Set task | Copy out everything from the line containing "job: trace every instance of the ventilation" down to the last of these lines, leaving every line as it is except that each pixel coordinate is shifted by adding 77 to it.

Collection entries:
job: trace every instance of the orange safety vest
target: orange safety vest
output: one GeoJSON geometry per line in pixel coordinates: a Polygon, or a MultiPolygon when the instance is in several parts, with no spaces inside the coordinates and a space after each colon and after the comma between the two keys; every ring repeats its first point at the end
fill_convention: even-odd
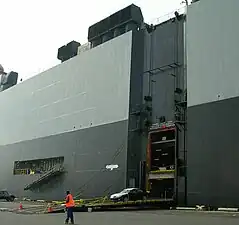
{"type": "Polygon", "coordinates": [[[66,203],[66,208],[74,207],[75,202],[74,202],[73,196],[71,194],[69,194],[66,196],[66,200],[67,200],[67,198],[69,198],[69,202],[66,203]]]}

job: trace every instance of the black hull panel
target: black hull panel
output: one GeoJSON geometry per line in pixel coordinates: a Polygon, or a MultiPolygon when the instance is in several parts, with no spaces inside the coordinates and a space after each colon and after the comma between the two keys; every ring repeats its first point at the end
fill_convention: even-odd
{"type": "Polygon", "coordinates": [[[18,197],[61,199],[102,196],[125,187],[128,121],[92,127],[0,147],[0,188],[18,197]],[[64,156],[65,173],[34,190],[24,188],[38,175],[13,175],[14,161],[64,156]],[[107,170],[106,165],[118,165],[107,170]]]}

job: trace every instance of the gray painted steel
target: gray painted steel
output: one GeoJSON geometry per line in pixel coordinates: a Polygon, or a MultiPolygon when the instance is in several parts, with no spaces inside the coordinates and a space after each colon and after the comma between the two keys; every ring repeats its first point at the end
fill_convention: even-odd
{"type": "Polygon", "coordinates": [[[188,7],[188,106],[239,96],[238,7],[235,0],[188,7]]]}
{"type": "Polygon", "coordinates": [[[188,109],[189,204],[238,206],[239,98],[188,109]]]}
{"type": "Polygon", "coordinates": [[[192,205],[239,205],[238,7],[234,0],[205,0],[188,9],[187,157],[192,205]]]}
{"type": "Polygon", "coordinates": [[[2,92],[0,145],[128,119],[131,51],[128,32],[2,92]]]}
{"type": "Polygon", "coordinates": [[[126,186],[131,52],[128,32],[1,93],[0,189],[61,199],[126,186]],[[58,156],[65,176],[23,191],[38,175],[13,175],[14,161],[58,156]],[[106,171],[111,163],[119,169],[106,171]]]}
{"type": "MultiPolygon", "coordinates": [[[[91,72],[94,75],[83,74],[86,76],[84,82],[80,82],[82,77],[78,78],[78,82],[82,87],[87,86],[95,104],[100,99],[102,104],[97,103],[96,106],[102,110],[92,115],[86,113],[85,115],[89,115],[89,120],[84,120],[88,121],[86,126],[80,127],[81,117],[78,116],[72,120],[74,123],[71,120],[65,120],[64,126],[56,123],[49,126],[49,130],[42,129],[41,135],[34,129],[32,134],[24,134],[26,128],[23,125],[26,125],[24,122],[26,118],[17,123],[17,125],[21,123],[21,126],[15,126],[15,130],[14,123],[9,126],[10,121],[7,127],[11,129],[7,133],[10,134],[10,131],[14,130],[14,135],[7,138],[2,136],[3,142],[0,147],[2,156],[0,159],[0,188],[7,188],[19,196],[57,199],[63,197],[66,189],[72,190],[73,194],[77,194],[80,189],[83,189],[82,197],[92,197],[103,195],[106,189],[108,189],[107,192],[112,193],[133,185],[133,183],[138,186],[140,160],[146,158],[147,136],[140,132],[144,117],[137,118],[131,113],[144,109],[144,96],[151,95],[153,98],[152,122],[158,122],[160,116],[165,116],[166,120],[174,120],[174,89],[176,86],[185,88],[183,32],[183,20],[166,21],[157,25],[151,34],[148,34],[146,30],[129,32],[52,68],[45,75],[38,75],[35,80],[28,80],[28,84],[23,82],[17,85],[14,88],[19,89],[18,93],[21,92],[17,96],[14,95],[14,88],[3,92],[4,96],[0,96],[0,102],[2,101],[7,106],[7,112],[18,107],[19,113],[24,115],[24,110],[29,105],[37,106],[39,104],[37,101],[30,104],[29,99],[26,98],[24,107],[21,105],[25,101],[23,96],[27,96],[29,93],[28,88],[30,88],[30,92],[34,93],[34,85],[40,85],[43,81],[46,82],[46,86],[51,82],[54,84],[61,76],[65,79],[61,84],[67,87],[67,82],[70,82],[72,90],[68,89],[74,92],[73,95],[76,95],[78,84],[74,82],[73,77],[75,78],[77,73],[69,78],[68,72],[74,72],[74,67],[81,69],[81,67],[91,66],[93,71],[91,72]],[[82,65],[80,58],[86,57],[84,55],[87,54],[90,62],[85,60],[84,63],[88,64],[82,65]],[[90,57],[92,54],[95,54],[93,58],[90,57]],[[104,63],[102,64],[102,62],[104,63]],[[174,69],[167,67],[174,63],[178,63],[180,66],[174,69]],[[146,72],[164,66],[167,67],[164,72],[156,72],[151,76],[146,72]],[[99,70],[100,72],[97,72],[99,70]],[[170,74],[175,75],[176,79],[170,74]],[[87,76],[91,76],[91,78],[87,76]],[[98,88],[97,84],[101,88],[98,88]],[[11,104],[9,104],[10,97],[12,97],[11,104]],[[95,123],[91,125],[90,119],[93,119],[95,123]],[[66,127],[69,129],[65,129],[66,127]],[[12,144],[14,142],[19,143],[12,144]],[[117,155],[116,152],[119,148],[123,150],[117,155]],[[115,163],[119,164],[119,170],[100,172],[101,168],[111,162],[115,154],[115,163]],[[65,157],[68,173],[64,179],[56,183],[54,187],[49,184],[39,192],[24,192],[24,186],[35,177],[13,176],[13,162],[54,156],[65,157]],[[86,183],[87,185],[84,186],[86,183]],[[112,187],[109,188],[110,185],[112,187]]],[[[62,94],[63,86],[55,86],[54,89],[53,85],[49,89],[51,91],[42,92],[43,96],[39,100],[43,105],[46,104],[43,100],[47,99],[47,96],[52,98],[57,93],[62,94]],[[51,96],[52,94],[53,96],[51,96]]],[[[84,103],[87,103],[86,100],[84,103]]],[[[62,105],[62,109],[65,107],[70,112],[72,107],[79,104],[82,104],[81,99],[76,99],[75,102],[69,101],[66,105],[62,105]]],[[[60,109],[53,107],[49,113],[57,113],[60,109]]],[[[36,112],[38,112],[38,119],[34,121],[39,121],[40,111],[36,112]]],[[[6,118],[9,117],[6,116],[6,118]]],[[[32,118],[30,117],[30,119],[32,118]]],[[[6,122],[5,125],[7,125],[6,122]]],[[[4,134],[3,129],[2,134],[4,134]]]]}

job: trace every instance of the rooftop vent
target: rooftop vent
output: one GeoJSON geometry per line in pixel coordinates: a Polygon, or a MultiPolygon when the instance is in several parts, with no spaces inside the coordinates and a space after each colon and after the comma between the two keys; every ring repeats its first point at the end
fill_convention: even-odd
{"type": "Polygon", "coordinates": [[[143,21],[141,9],[132,4],[90,26],[88,40],[95,47],[127,31],[137,30],[143,21]]]}
{"type": "Polygon", "coordinates": [[[58,49],[57,58],[64,62],[77,55],[78,47],[81,44],[76,41],[71,41],[58,49]]]}

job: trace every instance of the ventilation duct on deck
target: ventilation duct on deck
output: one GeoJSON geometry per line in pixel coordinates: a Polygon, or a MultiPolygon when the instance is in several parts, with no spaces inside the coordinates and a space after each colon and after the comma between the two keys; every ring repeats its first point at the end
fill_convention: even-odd
{"type": "Polygon", "coordinates": [[[88,41],[96,47],[143,24],[141,9],[132,4],[89,27],[88,41]]]}
{"type": "Polygon", "coordinates": [[[67,45],[64,45],[58,49],[57,58],[64,62],[77,55],[78,47],[81,44],[76,41],[71,41],[67,45]]]}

Final answer |
job: trace every instance of the ventilation duct on deck
target: ventilation duct on deck
output: one GeoJSON geometry per line in pixel coordinates: a Polygon, or a MultiPolygon when the instance is in several parts, with no spaces inside the coordinates and a space after each colon and after the comma between the two keys; every ring repeats its first point at the end
fill_convention: even-odd
{"type": "Polygon", "coordinates": [[[165,118],[173,124],[220,101],[218,86],[209,81],[166,104],[165,118]]]}
{"type": "Polygon", "coordinates": [[[144,122],[141,122],[135,126],[134,135],[141,139],[154,132],[155,124],[158,121],[153,118],[148,118],[144,122]]]}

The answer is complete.